### WHAT IS EXPECTED
Rewrite the entries below with "example" replaced by "sample" wherever it occurs, leaving everything else unchanged.

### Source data

— Start —

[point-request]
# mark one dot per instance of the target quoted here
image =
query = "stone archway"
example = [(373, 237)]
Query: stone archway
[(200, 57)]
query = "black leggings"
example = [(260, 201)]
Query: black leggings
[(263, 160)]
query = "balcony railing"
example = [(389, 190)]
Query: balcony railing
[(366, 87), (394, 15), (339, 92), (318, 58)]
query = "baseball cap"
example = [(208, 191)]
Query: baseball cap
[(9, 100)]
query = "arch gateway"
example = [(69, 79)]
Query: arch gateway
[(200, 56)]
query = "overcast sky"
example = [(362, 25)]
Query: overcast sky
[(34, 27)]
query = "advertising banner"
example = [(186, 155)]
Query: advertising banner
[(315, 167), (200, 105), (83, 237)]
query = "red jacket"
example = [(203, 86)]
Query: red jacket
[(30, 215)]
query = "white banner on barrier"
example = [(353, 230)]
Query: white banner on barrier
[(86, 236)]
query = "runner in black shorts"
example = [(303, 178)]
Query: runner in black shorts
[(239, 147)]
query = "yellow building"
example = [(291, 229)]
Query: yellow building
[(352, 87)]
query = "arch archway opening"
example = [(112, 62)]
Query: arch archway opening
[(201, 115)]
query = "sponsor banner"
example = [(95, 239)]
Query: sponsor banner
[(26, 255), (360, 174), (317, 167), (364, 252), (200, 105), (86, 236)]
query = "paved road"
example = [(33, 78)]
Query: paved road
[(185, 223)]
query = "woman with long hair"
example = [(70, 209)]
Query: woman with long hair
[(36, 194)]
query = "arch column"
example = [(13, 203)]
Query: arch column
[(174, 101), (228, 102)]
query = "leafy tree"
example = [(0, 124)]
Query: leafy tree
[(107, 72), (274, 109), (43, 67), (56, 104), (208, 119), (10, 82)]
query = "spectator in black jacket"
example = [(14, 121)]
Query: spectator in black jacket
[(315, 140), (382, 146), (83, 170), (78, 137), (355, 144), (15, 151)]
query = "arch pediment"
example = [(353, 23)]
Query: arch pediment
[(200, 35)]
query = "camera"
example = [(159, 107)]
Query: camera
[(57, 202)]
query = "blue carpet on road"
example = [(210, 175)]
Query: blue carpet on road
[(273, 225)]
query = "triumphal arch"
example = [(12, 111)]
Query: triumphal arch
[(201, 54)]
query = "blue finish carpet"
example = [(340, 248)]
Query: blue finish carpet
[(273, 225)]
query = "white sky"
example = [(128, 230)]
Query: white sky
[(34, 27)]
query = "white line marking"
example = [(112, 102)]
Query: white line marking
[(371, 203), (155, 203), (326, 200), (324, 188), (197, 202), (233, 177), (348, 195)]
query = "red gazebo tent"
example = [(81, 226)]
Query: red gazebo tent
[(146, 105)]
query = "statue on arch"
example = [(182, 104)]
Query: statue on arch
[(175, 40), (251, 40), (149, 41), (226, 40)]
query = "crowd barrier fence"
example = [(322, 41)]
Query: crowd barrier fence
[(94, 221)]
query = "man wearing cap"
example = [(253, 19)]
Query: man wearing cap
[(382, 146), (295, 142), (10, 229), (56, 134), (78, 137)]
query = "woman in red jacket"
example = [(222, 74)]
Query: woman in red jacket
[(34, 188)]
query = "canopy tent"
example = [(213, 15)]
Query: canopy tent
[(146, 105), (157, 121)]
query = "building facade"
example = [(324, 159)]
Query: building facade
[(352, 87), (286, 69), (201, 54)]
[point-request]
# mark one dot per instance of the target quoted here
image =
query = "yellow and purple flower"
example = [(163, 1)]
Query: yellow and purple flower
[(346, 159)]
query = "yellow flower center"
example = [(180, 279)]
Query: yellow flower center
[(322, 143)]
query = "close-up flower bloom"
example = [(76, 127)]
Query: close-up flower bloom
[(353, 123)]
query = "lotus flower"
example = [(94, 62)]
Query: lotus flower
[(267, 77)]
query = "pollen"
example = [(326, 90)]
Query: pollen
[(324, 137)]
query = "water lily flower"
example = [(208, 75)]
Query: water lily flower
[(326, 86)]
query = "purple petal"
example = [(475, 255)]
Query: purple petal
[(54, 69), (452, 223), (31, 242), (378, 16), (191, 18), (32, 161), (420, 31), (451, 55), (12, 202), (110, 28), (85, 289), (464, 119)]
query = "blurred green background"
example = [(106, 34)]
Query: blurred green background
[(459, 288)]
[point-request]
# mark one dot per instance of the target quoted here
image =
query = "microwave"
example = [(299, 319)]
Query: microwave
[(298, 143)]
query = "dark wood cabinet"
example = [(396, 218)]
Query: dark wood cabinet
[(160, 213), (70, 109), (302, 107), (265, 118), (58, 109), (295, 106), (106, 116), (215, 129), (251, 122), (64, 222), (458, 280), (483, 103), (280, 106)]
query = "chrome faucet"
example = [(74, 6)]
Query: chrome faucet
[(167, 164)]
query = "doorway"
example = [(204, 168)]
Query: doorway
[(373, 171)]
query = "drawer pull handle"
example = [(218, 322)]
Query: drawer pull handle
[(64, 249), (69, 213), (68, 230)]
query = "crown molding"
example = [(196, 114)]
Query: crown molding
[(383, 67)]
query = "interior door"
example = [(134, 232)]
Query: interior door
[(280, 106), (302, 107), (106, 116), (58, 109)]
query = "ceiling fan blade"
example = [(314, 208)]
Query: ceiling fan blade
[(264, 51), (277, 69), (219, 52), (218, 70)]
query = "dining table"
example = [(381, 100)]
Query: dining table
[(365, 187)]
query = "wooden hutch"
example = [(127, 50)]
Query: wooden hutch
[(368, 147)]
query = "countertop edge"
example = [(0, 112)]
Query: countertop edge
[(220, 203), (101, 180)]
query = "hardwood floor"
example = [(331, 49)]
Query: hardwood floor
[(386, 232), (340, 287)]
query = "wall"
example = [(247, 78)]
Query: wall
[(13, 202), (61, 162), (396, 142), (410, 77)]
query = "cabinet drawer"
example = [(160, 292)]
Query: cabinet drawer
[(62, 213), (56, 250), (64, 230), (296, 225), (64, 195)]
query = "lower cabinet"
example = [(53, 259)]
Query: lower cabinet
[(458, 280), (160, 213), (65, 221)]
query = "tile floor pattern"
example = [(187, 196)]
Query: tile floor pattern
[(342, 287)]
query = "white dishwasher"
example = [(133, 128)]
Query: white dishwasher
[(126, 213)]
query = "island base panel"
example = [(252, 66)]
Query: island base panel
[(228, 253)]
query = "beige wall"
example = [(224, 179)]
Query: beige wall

— End —

### WORKED ANSWER
[point-request]
# mark one dot per instance of the target quoted here
image =
query = "stone archway"
sample = [(373, 237)]
Query: stone archway
[(200, 57)]
query = "black leggings"
sample = [(260, 201)]
Query: black leggings
[(263, 160)]
query = "balcony railing"
sample = [(389, 190)]
Query: balcony railing
[(366, 87), (394, 15), (339, 92), (318, 58)]
query = "baseball cap"
sample = [(208, 191)]
Query: baseball cap
[(9, 100)]
query = "arch gateway"
sample = [(69, 79)]
Query: arch gateway
[(200, 56)]
query = "overcast sky"
sample = [(362, 25)]
Query: overcast sky
[(34, 27)]
query = "advertising banner"
sample = [(186, 155)]
Query: advertising banner
[(315, 167), (200, 105), (83, 237)]
query = "red jacket"
sample = [(203, 86)]
Query: red jacket
[(30, 215)]
query = "white banner on barrier"
sample = [(353, 230)]
Query: white banner on barrier
[(86, 236)]
query = "runner in black shorts"
sample = [(303, 178)]
Query: runner in black shorts
[(239, 147)]
query = "yellow building"
sample = [(291, 229)]
Query: yellow building
[(352, 87)]
query = "arch archway opening"
sample = [(112, 62)]
Query: arch archway opening
[(201, 115)]
query = "sponsor banner"
sample = [(95, 239)]
Query: sponsor banner
[(26, 255), (360, 174), (317, 167), (364, 252), (200, 105), (86, 236)]
query = "paved road"
sample = [(33, 78)]
Query: paved road
[(185, 223)]
query = "woman with long hair"
sample = [(70, 209)]
Query: woman with long hair
[(36, 194)]
query = "arch column"
sample = [(13, 203)]
Query: arch column
[(174, 101), (228, 102)]
query = "leafy tree"
sample = [(0, 124)]
Query: leafy tree
[(107, 72), (274, 109), (43, 67), (56, 104), (208, 119), (10, 82)]
query = "spectator in black jacket"
sample = [(14, 121)]
Query: spectator in black jacket
[(315, 140), (382, 146), (83, 170), (78, 137), (355, 144), (15, 151)]
query = "arch pediment"
sample = [(353, 23)]
Query: arch pediment
[(200, 35)]
query = "camera"
sample = [(159, 107)]
Query: camera
[(57, 202)]
query = "blue carpet on road"
sample = [(210, 175)]
Query: blue carpet on road
[(273, 225)]
query = "triumphal arch"
sample = [(12, 111)]
Query: triumphal arch
[(201, 54)]
query = "blue finish carpet"
sample = [(340, 248)]
Query: blue finish carpet
[(273, 225)]
query = "white sky"
sample = [(128, 230)]
Query: white sky
[(34, 27)]
query = "white line marking"
sample = [(112, 102)]
Query: white line marking
[(371, 203), (155, 203), (326, 200), (324, 188), (197, 202), (233, 177), (348, 195)]
query = "red gazebo tent"
sample = [(81, 226)]
Query: red gazebo tent
[(146, 105)]
query = "statue on arch"
sample = [(182, 104)]
Query: statue on arch
[(175, 40), (251, 40), (149, 41), (226, 40)]
query = "crowd barrier fence"
sample = [(322, 41)]
Query: crowd barrier fence
[(94, 221)]
query = "man wearing cap"
sample = [(253, 19)]
Query: man wearing cap
[(382, 146), (295, 142), (10, 229), (56, 134), (78, 137)]
query = "woman in red jacket"
sample = [(222, 74)]
Query: woman in red jacket
[(34, 188)]
query = "canopy tent"
sample = [(213, 15)]
Query: canopy tent
[(146, 105), (157, 121)]
query = "building facade"
sample = [(324, 159)]
Query: building facade
[(352, 87), (286, 69), (201, 54)]
[point-request]
# mark one dot per instance of the target quoted here
image =
query = "yellow and purple flower"
sample = [(163, 1)]
Query: yellow and purple flower
[(346, 159)]
query = "yellow flower center"
sample = [(180, 279)]
Query: yellow flower center
[(322, 143)]
query = "close-up flower bloom"
sample = [(76, 127)]
Query: close-up flower bloom
[(353, 123)]
query = "lotus flower"
sample = [(94, 62)]
Query: lotus flower
[(267, 77)]
query = "pollen"
sample = [(326, 90)]
Query: pollen
[(324, 137)]
query = "water lily flower"
sample = [(208, 75)]
Query: water lily flower
[(326, 86)]
query = "purple petal"
sample = [(475, 255)]
Query: purple petal
[(54, 69), (452, 223), (31, 242), (378, 16), (191, 18), (32, 161), (420, 31), (451, 55), (12, 202), (110, 28), (85, 289), (464, 119)]
query = "blurred green background"
sample = [(106, 34)]
Query: blurred green background
[(459, 288)]
[point-request]
# mark one dot per instance of the target quoted here
image =
query = "microwave"
sample = [(299, 319)]
Query: microwave
[(298, 143)]
query = "dark wood cabinet"
sample = [(396, 218)]
Query: dark wood cabinet
[(160, 213), (70, 109), (302, 107), (265, 118), (58, 109), (295, 106), (106, 116), (215, 129), (251, 122), (64, 222), (458, 280), (483, 103), (280, 106)]
query = "chrome faucet"
sample = [(74, 6)]
Query: chrome faucet
[(167, 164)]
query = "doorway"
sample = [(204, 168)]
Query: doorway
[(373, 171)]
query = "drawer pull handle"
sample = [(218, 322)]
Query: drawer pull handle
[(64, 249), (69, 213), (68, 230)]
query = "crown molding"
sample = [(196, 114)]
Query: crown molding
[(383, 67)]
query = "interior door"
sample = [(134, 232)]
Query: interior door
[(280, 106), (302, 107), (106, 116), (58, 109)]
query = "ceiling fan blade"
sample = [(314, 208)]
Query: ceiling fan blade
[(264, 51), (277, 69), (219, 52), (218, 70)]
query = "dining table"
sample = [(381, 100)]
Query: dining table
[(365, 187)]
query = "wooden hutch"
sample = [(127, 50)]
Query: wooden hutch
[(368, 147)]
query = "countertop edge"
sample = [(0, 112)]
Query: countertop edge
[(220, 203), (101, 180)]
query = "hardwood floor"
sample = [(331, 49)]
Query: hardwood floor
[(386, 232), (340, 287)]
query = "wall"
sample = [(247, 78)]
Query: wall
[(13, 202), (61, 162), (396, 142), (410, 77)]
query = "cabinet drawer"
sample = [(160, 292)]
Query: cabinet drawer
[(62, 213), (56, 250), (64, 230), (296, 225), (64, 195)]
query = "lower cabinet"
sample = [(53, 259)]
Query: lower cabinet
[(458, 280), (160, 213), (65, 221)]
query = "tile floor pattern"
sample = [(187, 196)]
Query: tile floor pattern
[(342, 287)]
query = "white dishwasher"
sample = [(133, 128)]
Query: white dishwasher
[(126, 213)]
query = "island base panel"
sample = [(252, 66)]
Query: island base panel
[(228, 253)]
query = "beige wall"
sample = [(224, 179)]
Query: beige wall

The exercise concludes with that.